(begin)

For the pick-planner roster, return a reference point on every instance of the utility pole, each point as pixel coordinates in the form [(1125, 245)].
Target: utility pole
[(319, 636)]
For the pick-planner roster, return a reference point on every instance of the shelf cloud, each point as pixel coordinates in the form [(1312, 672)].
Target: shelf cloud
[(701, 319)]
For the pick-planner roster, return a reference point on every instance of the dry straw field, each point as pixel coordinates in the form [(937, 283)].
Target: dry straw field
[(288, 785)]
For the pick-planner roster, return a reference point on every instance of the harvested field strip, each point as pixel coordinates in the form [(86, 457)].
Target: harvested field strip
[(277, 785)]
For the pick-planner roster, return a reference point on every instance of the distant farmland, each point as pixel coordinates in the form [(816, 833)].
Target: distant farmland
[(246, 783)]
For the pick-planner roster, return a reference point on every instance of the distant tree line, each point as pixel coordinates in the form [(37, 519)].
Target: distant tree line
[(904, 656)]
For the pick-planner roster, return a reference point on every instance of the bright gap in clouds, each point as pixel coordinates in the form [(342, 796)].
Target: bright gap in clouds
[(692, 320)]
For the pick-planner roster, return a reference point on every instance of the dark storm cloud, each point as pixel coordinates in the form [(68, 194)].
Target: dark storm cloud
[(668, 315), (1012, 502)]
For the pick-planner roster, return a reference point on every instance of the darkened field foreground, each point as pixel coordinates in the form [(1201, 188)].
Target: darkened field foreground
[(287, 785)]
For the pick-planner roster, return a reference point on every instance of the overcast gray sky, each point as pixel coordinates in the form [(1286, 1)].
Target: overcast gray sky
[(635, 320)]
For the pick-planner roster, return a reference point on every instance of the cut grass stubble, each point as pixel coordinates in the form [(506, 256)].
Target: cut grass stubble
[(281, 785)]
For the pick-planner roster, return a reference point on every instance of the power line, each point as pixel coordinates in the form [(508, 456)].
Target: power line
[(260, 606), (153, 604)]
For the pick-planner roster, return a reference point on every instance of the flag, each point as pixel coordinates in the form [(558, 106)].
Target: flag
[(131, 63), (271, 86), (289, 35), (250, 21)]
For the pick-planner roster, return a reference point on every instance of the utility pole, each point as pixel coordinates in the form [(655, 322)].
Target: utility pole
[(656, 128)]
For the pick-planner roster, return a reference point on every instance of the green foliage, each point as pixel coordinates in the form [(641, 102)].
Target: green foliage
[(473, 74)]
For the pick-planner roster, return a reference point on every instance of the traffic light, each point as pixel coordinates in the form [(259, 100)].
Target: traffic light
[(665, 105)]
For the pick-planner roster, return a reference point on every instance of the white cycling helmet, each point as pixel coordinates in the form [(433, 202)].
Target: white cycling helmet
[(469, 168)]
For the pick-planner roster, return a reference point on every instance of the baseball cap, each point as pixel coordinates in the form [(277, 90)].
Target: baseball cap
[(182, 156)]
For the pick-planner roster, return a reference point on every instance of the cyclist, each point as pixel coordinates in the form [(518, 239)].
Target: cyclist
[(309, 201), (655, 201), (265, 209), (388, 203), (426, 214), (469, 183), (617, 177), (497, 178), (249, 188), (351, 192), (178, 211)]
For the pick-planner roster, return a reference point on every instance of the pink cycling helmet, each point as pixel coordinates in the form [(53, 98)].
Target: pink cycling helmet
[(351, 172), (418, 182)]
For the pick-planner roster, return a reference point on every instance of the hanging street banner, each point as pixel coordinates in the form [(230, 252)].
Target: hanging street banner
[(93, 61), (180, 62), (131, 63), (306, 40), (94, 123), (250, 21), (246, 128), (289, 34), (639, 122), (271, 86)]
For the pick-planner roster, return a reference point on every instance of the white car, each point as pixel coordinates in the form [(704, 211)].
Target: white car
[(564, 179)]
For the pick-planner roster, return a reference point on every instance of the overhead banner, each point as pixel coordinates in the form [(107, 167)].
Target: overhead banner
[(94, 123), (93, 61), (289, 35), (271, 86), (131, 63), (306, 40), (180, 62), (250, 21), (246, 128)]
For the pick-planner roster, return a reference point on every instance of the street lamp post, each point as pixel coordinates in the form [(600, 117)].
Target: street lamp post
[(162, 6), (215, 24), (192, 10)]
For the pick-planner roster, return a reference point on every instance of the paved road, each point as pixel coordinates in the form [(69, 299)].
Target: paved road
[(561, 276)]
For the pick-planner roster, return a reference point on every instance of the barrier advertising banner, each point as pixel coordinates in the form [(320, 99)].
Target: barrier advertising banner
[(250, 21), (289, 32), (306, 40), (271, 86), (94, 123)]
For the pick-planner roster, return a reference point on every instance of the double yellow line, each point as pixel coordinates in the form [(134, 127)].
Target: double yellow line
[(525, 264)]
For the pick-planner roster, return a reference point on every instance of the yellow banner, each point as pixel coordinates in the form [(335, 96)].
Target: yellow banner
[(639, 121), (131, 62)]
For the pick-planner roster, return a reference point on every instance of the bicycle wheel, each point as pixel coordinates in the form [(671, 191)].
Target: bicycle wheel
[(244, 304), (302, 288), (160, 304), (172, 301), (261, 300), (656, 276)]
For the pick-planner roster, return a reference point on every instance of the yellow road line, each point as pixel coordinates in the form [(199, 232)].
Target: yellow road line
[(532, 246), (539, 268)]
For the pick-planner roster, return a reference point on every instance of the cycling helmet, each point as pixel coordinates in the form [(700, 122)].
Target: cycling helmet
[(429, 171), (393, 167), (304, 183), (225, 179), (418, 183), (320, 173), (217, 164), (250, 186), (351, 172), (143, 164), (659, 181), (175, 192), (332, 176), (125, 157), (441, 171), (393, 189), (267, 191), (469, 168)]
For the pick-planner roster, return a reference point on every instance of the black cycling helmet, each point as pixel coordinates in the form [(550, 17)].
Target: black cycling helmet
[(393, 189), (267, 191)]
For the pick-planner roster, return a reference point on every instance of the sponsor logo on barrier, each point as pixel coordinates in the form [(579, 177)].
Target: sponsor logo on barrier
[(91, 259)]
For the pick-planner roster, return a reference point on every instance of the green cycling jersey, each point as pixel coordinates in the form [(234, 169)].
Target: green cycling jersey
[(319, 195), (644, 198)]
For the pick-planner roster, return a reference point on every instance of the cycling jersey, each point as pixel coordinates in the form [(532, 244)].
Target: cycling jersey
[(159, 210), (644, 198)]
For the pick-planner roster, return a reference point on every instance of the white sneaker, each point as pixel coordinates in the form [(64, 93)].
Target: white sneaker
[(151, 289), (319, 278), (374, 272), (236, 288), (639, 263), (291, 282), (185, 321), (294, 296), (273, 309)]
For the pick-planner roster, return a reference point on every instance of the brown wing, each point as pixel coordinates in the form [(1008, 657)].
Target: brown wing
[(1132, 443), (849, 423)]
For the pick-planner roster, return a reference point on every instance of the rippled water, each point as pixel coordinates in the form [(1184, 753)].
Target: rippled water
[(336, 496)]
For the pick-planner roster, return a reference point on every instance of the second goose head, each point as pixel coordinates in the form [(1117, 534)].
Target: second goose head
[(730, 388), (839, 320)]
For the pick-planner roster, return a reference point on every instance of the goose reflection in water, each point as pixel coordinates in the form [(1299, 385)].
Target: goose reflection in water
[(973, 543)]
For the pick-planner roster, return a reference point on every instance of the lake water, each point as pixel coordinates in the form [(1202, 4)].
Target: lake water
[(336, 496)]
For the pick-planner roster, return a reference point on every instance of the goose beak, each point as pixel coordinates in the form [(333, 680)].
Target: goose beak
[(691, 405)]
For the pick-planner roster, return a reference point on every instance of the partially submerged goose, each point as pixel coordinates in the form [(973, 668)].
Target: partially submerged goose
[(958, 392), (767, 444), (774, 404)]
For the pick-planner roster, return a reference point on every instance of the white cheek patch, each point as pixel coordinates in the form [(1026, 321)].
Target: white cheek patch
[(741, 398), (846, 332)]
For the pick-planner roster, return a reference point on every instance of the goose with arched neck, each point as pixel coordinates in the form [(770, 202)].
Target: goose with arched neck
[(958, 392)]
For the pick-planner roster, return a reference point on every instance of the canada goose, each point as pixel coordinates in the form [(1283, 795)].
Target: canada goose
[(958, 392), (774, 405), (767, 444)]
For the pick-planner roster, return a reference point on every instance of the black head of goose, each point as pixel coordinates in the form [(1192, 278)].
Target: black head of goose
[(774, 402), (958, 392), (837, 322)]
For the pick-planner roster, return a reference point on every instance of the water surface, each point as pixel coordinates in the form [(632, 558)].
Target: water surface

(end)

- [What is asked] Put only the data from the line with "form [(508, 456)]." up to and including the line with "[(473, 74)]" into a two-column CSV with headers input and output, one row per text and its answer. Enclose every field in double quotes and replace any line breaks inside a field with spaces.

- [Result of the task]
input,output
"For the pick-planner roster, return a reference point on every instance of the power line, each point as pixel coordinates in the form [(508, 456)]. Target: power line","[(260, 606), (153, 604)]"
"For the pick-planner roster, return a reference point on every instance of the flag, each point as pixel coordinates in the form [(558, 106)]. Target: flag","[(131, 63), (271, 86), (289, 35), (250, 21)]"
"For the pick-planner roster, return a reference point on every instance of the utility pole, each point as pixel coordinates in the form [(655, 322)]. Target: utility pole","[(656, 128)]"
"For the pick-planner roster, return a reference point on every instance of the green foliage, each point as pixel coordinates in the form [(641, 102)]. Target: green foliage","[(473, 74)]"